** Required work **
a – Answer these questions from the Stockton Springs essay below:
(i) About what time was it when the writer walked out to the cliff?
(ii) What animal's raspy cough rose from the darkness below the cliff?
(iii) Where did the writer go each October?
b – In one to three sentences, explain why the writer's wife and daughter went straight to bed on arrival, according to the Stockton Springs essay below.

** Text section **
┏━━

Stockton Springs, Maine |
A rambling by Tom Knapp
It was like an impossible scene by a painter with a vivid imagination and a sense of unworldly beauty.
We'd arrived minutes before at our destination on the rocky coast of Maine this summer, but it was late, the air was chilly and the drive had been long, so my wife and daughter headed straight for bed after unloading the van.
I was exhausted, too, but I was drawn by the siren call of the water and the heavenly display of stars -- far brighter than they ever were at home -- above me. So I ambled away from the house where we were staying to the cliff overlooking the ocean where it meets Penobscot Bay.
It was nearly 3 a.m., and I quickly drew out of range of the few lights nearby. Reaching the cliff's edge, I switched off my flashlight and stood bathed in the light of a million impossible glimmering specks in the sky.
Twinkle? Ha. They danced for me.
The Milky Way traced a brilliant course across the firmament, and within moments the first meteorite flashed overhead. The ripple of water lapping on the shore kept me company, along with the bass croak of a nearby frog and the occasional hoot of an owl. I wondered how long it would be before my first loon of the year. Less than five minutes later I heard that thrilling, eerie tremolo, and I knew at least one lonesome loon was floating low in the water, somewhere in the inky black of night.
After I'd stood quietly for several minutes more, a slap and splash from the rocks below told me another guest had arrived. Sure enough, the raspy cough of a seal soon rose from the darkness.
I lost track of the time, and I was surprised to realize I'd been standing there in the relative darkness, mere inches from the cliff and a 20- or 30-foot drop, for 30 minutes. A fog was rolling in, dimming the stars along with the distant lights across the bay.
I reluctantly headed for bed.
Maine had, for many years, simply been a place to drive through on my annual October pilgrimage to Cape Breton, Nova Scotia. My wife, Katie, first suggested I might want to stop along the way; Maine had been one of her regular childhood destinations, and she had fond memories of the state.

┗━━

** Provided records **

┏━━

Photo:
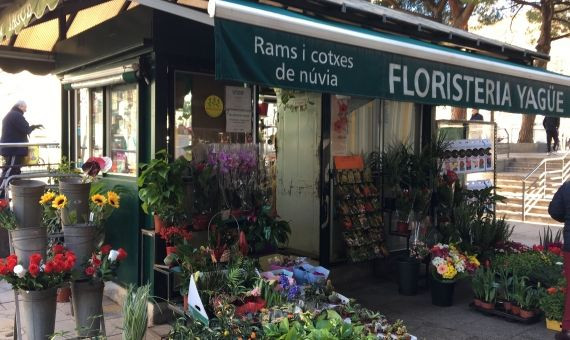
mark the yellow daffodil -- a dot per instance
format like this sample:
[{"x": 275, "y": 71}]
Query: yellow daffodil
[
  {"x": 99, "y": 199},
  {"x": 59, "y": 202},
  {"x": 113, "y": 199},
  {"x": 47, "y": 197}
]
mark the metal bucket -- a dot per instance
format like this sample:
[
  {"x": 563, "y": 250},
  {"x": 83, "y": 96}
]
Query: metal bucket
[
  {"x": 87, "y": 307},
  {"x": 77, "y": 194},
  {"x": 29, "y": 241},
  {"x": 25, "y": 202},
  {"x": 38, "y": 313},
  {"x": 80, "y": 239}
]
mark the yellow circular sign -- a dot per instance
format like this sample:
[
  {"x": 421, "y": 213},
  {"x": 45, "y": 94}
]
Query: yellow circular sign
[{"x": 214, "y": 106}]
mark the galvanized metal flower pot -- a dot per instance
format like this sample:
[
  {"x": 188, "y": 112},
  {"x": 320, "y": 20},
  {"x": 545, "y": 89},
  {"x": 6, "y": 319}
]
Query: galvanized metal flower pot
[
  {"x": 80, "y": 239},
  {"x": 28, "y": 241},
  {"x": 77, "y": 194},
  {"x": 87, "y": 307},
  {"x": 25, "y": 197},
  {"x": 38, "y": 313}
]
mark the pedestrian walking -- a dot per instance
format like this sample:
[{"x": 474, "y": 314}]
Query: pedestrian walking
[
  {"x": 551, "y": 125},
  {"x": 15, "y": 129},
  {"x": 559, "y": 209}
]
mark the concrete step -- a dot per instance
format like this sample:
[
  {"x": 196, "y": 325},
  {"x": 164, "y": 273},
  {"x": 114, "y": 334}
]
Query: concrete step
[{"x": 531, "y": 217}]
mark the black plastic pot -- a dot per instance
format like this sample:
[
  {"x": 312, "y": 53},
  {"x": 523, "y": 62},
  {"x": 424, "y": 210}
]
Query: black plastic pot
[
  {"x": 408, "y": 270},
  {"x": 442, "y": 293}
]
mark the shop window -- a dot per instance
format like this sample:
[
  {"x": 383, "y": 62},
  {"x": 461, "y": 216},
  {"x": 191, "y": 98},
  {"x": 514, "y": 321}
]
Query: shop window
[
  {"x": 89, "y": 119},
  {"x": 123, "y": 129}
]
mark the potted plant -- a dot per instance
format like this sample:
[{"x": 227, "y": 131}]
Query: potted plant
[
  {"x": 552, "y": 304},
  {"x": 88, "y": 293},
  {"x": 37, "y": 282},
  {"x": 486, "y": 276},
  {"x": 174, "y": 236},
  {"x": 162, "y": 187},
  {"x": 408, "y": 268},
  {"x": 447, "y": 266},
  {"x": 529, "y": 302},
  {"x": 205, "y": 194},
  {"x": 505, "y": 281}
]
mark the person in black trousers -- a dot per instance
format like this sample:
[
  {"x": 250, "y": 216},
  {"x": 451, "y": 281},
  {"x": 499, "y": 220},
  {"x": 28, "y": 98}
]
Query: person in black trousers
[
  {"x": 15, "y": 129},
  {"x": 551, "y": 125}
]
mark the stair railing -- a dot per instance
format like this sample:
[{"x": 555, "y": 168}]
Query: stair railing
[{"x": 535, "y": 183}]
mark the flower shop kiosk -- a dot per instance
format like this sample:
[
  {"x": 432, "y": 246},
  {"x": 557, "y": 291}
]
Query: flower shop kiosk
[{"x": 256, "y": 103}]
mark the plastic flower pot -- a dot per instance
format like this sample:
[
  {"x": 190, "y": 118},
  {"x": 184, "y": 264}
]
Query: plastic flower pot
[
  {"x": 515, "y": 310},
  {"x": 408, "y": 270},
  {"x": 251, "y": 305},
  {"x": 159, "y": 224},
  {"x": 526, "y": 314},
  {"x": 442, "y": 292},
  {"x": 403, "y": 227},
  {"x": 25, "y": 197},
  {"x": 80, "y": 239},
  {"x": 87, "y": 306},
  {"x": 200, "y": 221},
  {"x": 29, "y": 241},
  {"x": 63, "y": 294},
  {"x": 554, "y": 325},
  {"x": 38, "y": 313},
  {"x": 77, "y": 194}
]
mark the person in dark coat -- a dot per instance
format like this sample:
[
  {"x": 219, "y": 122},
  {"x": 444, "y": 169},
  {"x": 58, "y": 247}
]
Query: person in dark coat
[
  {"x": 551, "y": 125},
  {"x": 559, "y": 209},
  {"x": 15, "y": 129}
]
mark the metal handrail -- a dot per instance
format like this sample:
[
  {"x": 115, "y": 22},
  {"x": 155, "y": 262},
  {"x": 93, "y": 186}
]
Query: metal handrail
[{"x": 537, "y": 189}]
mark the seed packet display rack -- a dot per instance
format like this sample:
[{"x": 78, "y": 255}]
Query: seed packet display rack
[{"x": 358, "y": 212}]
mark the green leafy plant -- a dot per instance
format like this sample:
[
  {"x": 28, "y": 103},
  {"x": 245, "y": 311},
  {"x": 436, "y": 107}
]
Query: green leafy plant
[
  {"x": 161, "y": 185},
  {"x": 135, "y": 312},
  {"x": 552, "y": 303}
]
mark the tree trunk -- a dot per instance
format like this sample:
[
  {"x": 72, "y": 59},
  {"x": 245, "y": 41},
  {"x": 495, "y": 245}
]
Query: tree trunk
[
  {"x": 526, "y": 134},
  {"x": 458, "y": 113}
]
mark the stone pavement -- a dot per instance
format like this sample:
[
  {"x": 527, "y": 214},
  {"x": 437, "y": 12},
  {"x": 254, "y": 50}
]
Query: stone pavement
[{"x": 64, "y": 320}]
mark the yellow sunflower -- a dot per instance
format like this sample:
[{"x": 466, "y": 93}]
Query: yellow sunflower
[
  {"x": 59, "y": 202},
  {"x": 99, "y": 199},
  {"x": 113, "y": 199},
  {"x": 47, "y": 197}
]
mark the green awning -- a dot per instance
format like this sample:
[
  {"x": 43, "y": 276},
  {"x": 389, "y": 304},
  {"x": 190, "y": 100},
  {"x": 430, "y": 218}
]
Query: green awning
[
  {"x": 266, "y": 45},
  {"x": 17, "y": 16}
]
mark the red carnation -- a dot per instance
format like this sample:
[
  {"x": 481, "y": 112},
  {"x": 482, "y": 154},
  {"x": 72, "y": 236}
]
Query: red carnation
[
  {"x": 48, "y": 268},
  {"x": 58, "y": 249},
  {"x": 89, "y": 271},
  {"x": 34, "y": 269},
  {"x": 122, "y": 254},
  {"x": 35, "y": 258},
  {"x": 105, "y": 249},
  {"x": 95, "y": 261}
]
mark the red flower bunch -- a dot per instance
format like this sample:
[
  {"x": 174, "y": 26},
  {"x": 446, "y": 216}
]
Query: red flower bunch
[
  {"x": 175, "y": 235},
  {"x": 4, "y": 203},
  {"x": 104, "y": 262},
  {"x": 40, "y": 273}
]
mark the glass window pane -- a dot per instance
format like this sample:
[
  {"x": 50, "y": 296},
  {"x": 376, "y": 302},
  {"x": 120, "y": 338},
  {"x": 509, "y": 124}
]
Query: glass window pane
[
  {"x": 124, "y": 129},
  {"x": 82, "y": 129},
  {"x": 183, "y": 114},
  {"x": 97, "y": 123}
]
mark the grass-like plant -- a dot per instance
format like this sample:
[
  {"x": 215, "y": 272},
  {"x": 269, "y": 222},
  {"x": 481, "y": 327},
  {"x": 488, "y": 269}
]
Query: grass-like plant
[{"x": 135, "y": 312}]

┗━━

** Replies **
a –
(i) Nearly 3 a.m.
(ii) A seal.
(iii) Cape Breton, Nova Scotia.

b – It was late, the air was chilly, and the drive had been long, so they headed to bed right after unloading the van.